*WHAT THIS EXERCISE ASKS*:
1) Please transcribe the passage on medical confidentiality word for word, starting at "Confidentiality in medical" and ending at "be clearly established.".
2) Write the next part of the opinion on a doctor's duty of confidence, picking up after its final sentence.

*DOCUMENT SEGMENT*:
Part of the applicant ’ s difficulty seems to lie in his perception of the legal boundaries of a doctor ’ s duty of confidence. It seems to me that, as a general principle, once a doctor is required to give evidence or, by order of the court, to disclose confidential notes concerning a patient ’ s treatment, no privilege exists which would entitle the patient to prevent disclosure of the relevant information. The corollary is, of course, that in the absence of a court order or of patient consent, medical records cannot be released by a doctor to third parties [4] . The fact is that in this case the records that related to the research participants (who were not the applicant ’ s “patients”) were the subject of a court order.
The applicant complains, essentially, that he had to choose between breaking the law or breaking a promise of confidentiality (which he was obliged both by his profession and by the state, to make). He chose to break the law even though a court of law had previously considered the confidential nature of the records in question in its balancing of the interests involved and had imposed strict conditions attaching to disclosure. The applicant was thus protected by law and I do not accept that in complying with a court order his future career as a doctor would have been destroyed [5] .
Confidentiality in medical research relationships, although an important matter of public interest and meriting the law ’ s protection, cannot be said to be absolute. There may be times when a person owing a duty of confidence is obliged to disclose information that was given “in confidence” as, for example, where disclosure is necessary to prevent a risk of foreseeable harm to a patient or to a third party or where it is made on foot of a court order. Thus, at the outset of any clinical research project or other “confidential” therapeutic relationship, the legal boundaries within which the duty of confidence arises ought to be clearly established.

*LISTED RECORDS*:
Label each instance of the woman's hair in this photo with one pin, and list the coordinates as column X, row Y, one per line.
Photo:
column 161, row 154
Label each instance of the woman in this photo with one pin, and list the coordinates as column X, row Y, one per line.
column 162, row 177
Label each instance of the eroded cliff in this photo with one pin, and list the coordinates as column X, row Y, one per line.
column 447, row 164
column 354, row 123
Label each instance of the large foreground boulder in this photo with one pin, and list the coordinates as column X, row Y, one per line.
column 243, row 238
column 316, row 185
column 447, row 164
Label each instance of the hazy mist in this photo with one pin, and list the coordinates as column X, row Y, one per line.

*TASK RESPONSES*:
1)
Confidentiality in medical research relationships, although an important matter of public interest and meriting the law ’ s protection, cannot be said to be absolute. There may be times when a person owing a duty of confidence is obliged to disclose information that was given “in confidence” as, for example, where disclosure is necessary to prevent a risk of foreseeable harm to a patient or to a third party or where it is made on foot of a court order. Thus, at the outset of any clinical research project or other “confidential” therapeutic relationship, the legal boundaries within which the duty of confidence arises ought to be clearly established.

2)
If what appears to be the applicant ’ s perception of the binding nature of his promise of confidentiality were correct, then courts could rarely, if ever, order disclosure of “confidential” records even where the protection of other important interests were in issue. Yet case law from various jurisdictions indicates that applications for disclosure of “confidential” records are frequently brought before the courts [6] and it is not unusual for courts to engage in a balancing exercise of the competing interests involved.
No medical practitioner or academic researcher, no matter how committed to the principle of confidentiality, is permitted to act outside the law. Respect for the rule of law upon which the foundations of democracy rest requires respect for lawful Court orders. The applicant was not entitled to do what he did and his conviction with a suspended sentence was not, in my view, disproportionate having regard to all the circumstances of the case.